**YOUR GOAL**
Every entry must be copied word for word.

**RECORDS FOR THE TASK**

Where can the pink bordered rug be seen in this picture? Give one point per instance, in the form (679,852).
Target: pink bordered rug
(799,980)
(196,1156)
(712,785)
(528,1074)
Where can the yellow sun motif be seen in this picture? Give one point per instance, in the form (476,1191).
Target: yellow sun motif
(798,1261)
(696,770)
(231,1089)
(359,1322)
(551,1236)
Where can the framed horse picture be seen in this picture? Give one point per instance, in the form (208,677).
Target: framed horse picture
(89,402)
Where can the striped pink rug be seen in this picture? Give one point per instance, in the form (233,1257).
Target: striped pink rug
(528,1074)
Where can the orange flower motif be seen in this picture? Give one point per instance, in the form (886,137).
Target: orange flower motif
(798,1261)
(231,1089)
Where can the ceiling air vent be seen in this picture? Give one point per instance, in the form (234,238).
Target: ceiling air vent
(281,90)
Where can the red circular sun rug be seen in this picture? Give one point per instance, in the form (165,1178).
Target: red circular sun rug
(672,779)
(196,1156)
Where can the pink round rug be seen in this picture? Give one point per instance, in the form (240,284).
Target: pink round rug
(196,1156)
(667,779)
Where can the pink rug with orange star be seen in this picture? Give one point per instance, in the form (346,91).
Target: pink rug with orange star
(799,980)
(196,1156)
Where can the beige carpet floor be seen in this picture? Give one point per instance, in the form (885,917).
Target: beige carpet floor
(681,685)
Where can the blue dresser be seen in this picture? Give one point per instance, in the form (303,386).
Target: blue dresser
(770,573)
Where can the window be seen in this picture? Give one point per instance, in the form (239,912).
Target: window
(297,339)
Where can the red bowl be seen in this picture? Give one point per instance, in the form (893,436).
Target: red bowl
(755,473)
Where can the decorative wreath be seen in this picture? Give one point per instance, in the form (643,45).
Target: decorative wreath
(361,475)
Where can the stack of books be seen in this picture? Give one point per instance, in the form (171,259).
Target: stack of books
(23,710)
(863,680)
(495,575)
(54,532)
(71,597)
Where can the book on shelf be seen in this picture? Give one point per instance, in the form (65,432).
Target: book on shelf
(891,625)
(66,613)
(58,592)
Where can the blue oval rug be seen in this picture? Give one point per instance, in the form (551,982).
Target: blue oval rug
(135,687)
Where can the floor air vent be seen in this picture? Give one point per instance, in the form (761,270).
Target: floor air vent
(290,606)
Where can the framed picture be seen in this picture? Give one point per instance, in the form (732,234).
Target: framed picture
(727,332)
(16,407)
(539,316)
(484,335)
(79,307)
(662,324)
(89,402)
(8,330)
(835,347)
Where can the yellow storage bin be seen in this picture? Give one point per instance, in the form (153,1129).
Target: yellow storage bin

**IN RESPONSE**
Where can the pink bordered rug be seen in this picture? Give one point per instance, in the form (679,852).
Target: pink bordered rug
(799,980)
(196,1156)
(712,785)
(528,1074)
Where can the yellow sun motif be seen in this picture? Give one point per instance, in the form (476,1191).
Target: yellow sun motif
(798,1261)
(696,770)
(231,1089)
(359,1322)
(551,1236)
Where can the framed horse picture be seen in this picture? Give one point per instance, in the form (208,677).
Target: framed horse picture
(89,402)
Where can the striped pink rug be seen in this picture? Give one point per instance, in the form (233,1257).
Target: striped pink rug
(528,1074)
Where can the orange flower motif be seen in this picture? Give one point per instance, in the form (886,137).
Target: orange flower motif
(798,1261)
(231,1089)
Where can the ceiling air vent be seen in this picture? Give one point per instance, in the form (234,238).
Target: ceiling air vent
(281,90)
Where can the red circular sun rug be seen in this picture? Give one point per instance, in the form (165,1178).
Target: red circular sun rug
(672,779)
(196,1156)
Where can the pink round rug be seen in this picture? Give one point per instance, in the form (240,284).
Target: pink round rug
(196,1156)
(667,779)
Where can the pink rug with orange star be seen in this picture? Give one point per instance, in the form (346,91).
Target: pink rug with orange star
(799,980)
(196,1156)
Where can the beige carpet floor be seen in this picture? Give one point per instance, in the form (885,917).
Target: beige carpet floor
(681,685)
Where can the blue dresser be seen in this picture? Give one point per instance, in the form (303,386).
Target: blue dresser
(770,573)
Where can the window be seen in this picture? Give one point per instance, in the form (239,912).
Target: window
(297,339)
Where can the red bowl be seen in this picture? Give one point per instance, in the form (893,436).
Target: red bowl
(755,473)
Where can the decorative wreath be seen in this picture? Give one point per instance, in the form (643,45).
Target: decorative wreath
(361,475)
Where can the stack of books be seen in this picture? Give one point per instance, in the form (171,259).
Target: stack of books
(23,710)
(863,680)
(495,575)
(54,532)
(71,597)
Where can the book on shelf be seen in this picture? Give one point per instance, in the form (65,432).
Target: book on shelf
(891,625)
(66,613)
(58,592)
Where can the blue oval rug be seen in this picture? Give one point per instance, in the form (551,982).
Target: blue oval rug
(135,687)
Where can the floor air vent be seen in this picture? Give one point per instance, in the form (761,270).
Target: floor air vent
(290,606)
Where can the framed picture be seen in this picture? Give one point per instance, in the form (732,234).
Target: framed picture
(727,332)
(16,407)
(539,316)
(484,335)
(79,307)
(662,324)
(89,402)
(8,330)
(835,347)
Where can the yellow storage bin be seen in this picture? Give one point per instance, in the form (153,1129).
Target: yellow storage bin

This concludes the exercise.